* **Exercise instructions**
From the listing below, pick out each line that contains the string "shadow". Case matters.

* **The records**

________________________________________

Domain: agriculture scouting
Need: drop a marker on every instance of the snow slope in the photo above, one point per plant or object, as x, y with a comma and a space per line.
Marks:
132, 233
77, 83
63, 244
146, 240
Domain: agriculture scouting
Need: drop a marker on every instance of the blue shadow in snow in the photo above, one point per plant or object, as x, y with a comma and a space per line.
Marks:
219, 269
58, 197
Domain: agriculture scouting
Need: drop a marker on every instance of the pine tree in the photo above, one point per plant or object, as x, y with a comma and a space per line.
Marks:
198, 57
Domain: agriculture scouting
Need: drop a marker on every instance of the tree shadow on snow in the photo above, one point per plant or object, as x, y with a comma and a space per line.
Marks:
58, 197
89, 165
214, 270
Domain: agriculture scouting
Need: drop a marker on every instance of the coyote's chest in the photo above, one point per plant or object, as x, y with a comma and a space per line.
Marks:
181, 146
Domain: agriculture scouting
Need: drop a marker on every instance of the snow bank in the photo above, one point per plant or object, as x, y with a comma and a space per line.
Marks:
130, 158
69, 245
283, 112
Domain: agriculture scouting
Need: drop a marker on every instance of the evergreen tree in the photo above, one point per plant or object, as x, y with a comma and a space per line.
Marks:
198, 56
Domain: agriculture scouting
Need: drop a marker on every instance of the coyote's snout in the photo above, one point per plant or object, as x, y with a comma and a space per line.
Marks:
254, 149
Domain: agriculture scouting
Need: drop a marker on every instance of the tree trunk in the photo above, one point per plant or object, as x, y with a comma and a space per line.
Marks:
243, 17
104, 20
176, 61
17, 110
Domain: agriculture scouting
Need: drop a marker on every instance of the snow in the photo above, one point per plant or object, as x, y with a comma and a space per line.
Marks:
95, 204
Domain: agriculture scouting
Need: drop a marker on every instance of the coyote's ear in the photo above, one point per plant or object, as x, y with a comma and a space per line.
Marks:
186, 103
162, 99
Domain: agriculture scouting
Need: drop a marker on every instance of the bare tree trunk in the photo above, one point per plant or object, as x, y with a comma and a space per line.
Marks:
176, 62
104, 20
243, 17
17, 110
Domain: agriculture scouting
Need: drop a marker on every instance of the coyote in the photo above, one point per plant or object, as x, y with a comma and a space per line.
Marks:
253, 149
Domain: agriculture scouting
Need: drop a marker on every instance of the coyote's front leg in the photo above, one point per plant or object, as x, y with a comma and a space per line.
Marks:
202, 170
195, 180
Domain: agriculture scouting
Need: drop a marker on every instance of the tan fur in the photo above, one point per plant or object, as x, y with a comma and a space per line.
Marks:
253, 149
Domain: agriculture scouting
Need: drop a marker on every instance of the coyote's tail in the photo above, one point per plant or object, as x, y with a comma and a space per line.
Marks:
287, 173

________________________________________

* **Output below**
Need: drop a marker on every instance of the blue shadow in snow in the photo above, one point per plant or object, as x, y with a comma and a space per line.
Need: drop a marker on every instance of the tree shadow on snow in the photo above, one point per plant or object, as x, y with a comma and a space per line.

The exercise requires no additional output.